▶ _ASSIGNMENT 1_: In the article about the pharmaceutical anti-trust probe, how long did the European Commission's inquiry into competition in the pharmaceutical industry last?
▶ _ASSIGNMENT 2_: Carry on the article about the pharmaceutical anti-trust probe, starting after its final sentence.

▶ _DOCUMENT EXTRACT_:
══════════════════════════════

Pharmaceutical companies facing anti-trust probe
Source: European Voice
On 8 July 2009 the European Commission opened an anti-trust investigation into six pharmaceutical companies and indicated that further action could follow, after an inquiry into the industry found evidence of anti-competitive practices.
The six companies are: Les Laboratoires Servier, a French company that manufacturers new drugs, Krka d.d., Lupin Limited, Matrix Laboratories Limited, Niche Generics Limited and Teva UK Limited (all five making generic copies). The Commission suspects that Servier and the generic companies of reaching deals that hinder generic copies of a heart medicine developed by Servier getting onto the market.
The Commission stressed that the investigation has not proved that the companies have broken the rules and that it is also looking at other companies, including the international giant GSK.
The announcement came at the end of an 18-month inquiry into competition in the pharmaceutical industry, launched in January 2008 with a number of dawn raids on some of Europe's biggest drug companies.
In the final report, published on 8 July 2009 the Commission concluded that market entry of generic drugs has been delayed as a result of company practices.
Consumers had to wait seven months after patents had expired until cheaper generic medicines came onto the market, according to a sample of medicines that the Commission studied in 17 Member States. Consumers and taxpayers could have saved €3 billion between 2000 and 2007 if the medicines had come onto the market immediately.

══════════════════════════════

▶ _DATA BLOCK_:
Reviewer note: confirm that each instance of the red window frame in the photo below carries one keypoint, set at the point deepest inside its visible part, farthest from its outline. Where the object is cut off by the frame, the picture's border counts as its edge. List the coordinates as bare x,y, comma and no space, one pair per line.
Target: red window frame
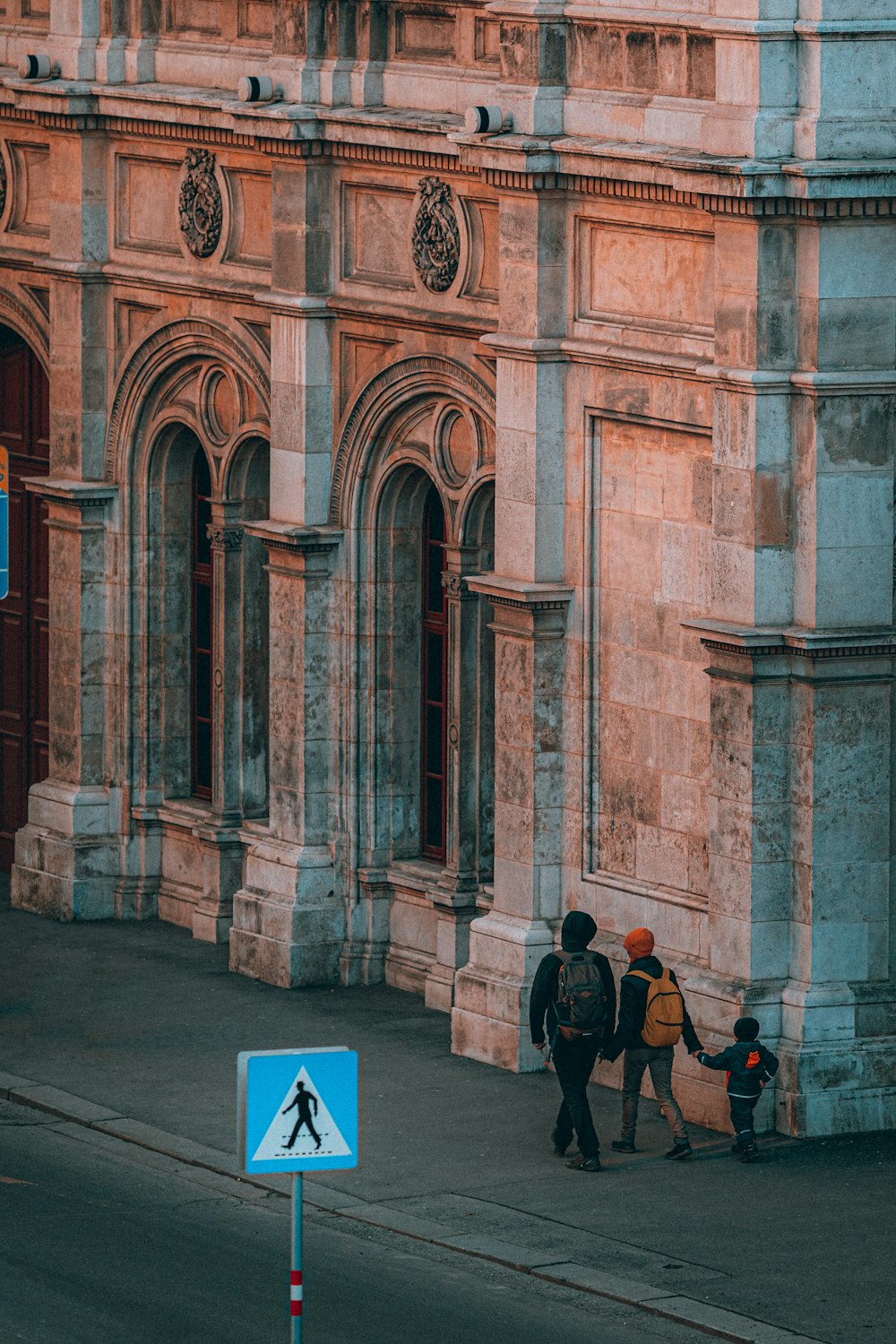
202,625
433,683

══════════════════════════════

▶ _EXERCISE ANSWER 1_: The inquiry lasted 18 months.

▶ _EXERCISE ANSWER 2_:
However, the Commission also said that shortcomings in the regulatory regime could not be excluded as part of the cause for delays.
The commission said that the inquiry showed the need for a single community patent and patent litigation system. The European Federation of Pharmaceutical Industries and Associations (EFPIA), which represents originator companies, insisted that the Commission had failed to substantiate earlier allegations that patenting strategies dampened innovation and delayed generics illegally.
All parts of the industry welcomed moves to speed up the creation of a community patent system, a goal that the EU has struggled with for more than 20 years.
Suzanne Rab, a lawyer at Hogan and Hartson who represented an originator company in the sector inquiry, said that the Commission's approach suggested it would pursue individual infringement cases, rather than draw up guidelines on competition law. She argued that “a consolidated statement of the legal framework” would be preferable to letting the law “develop ad hoc”.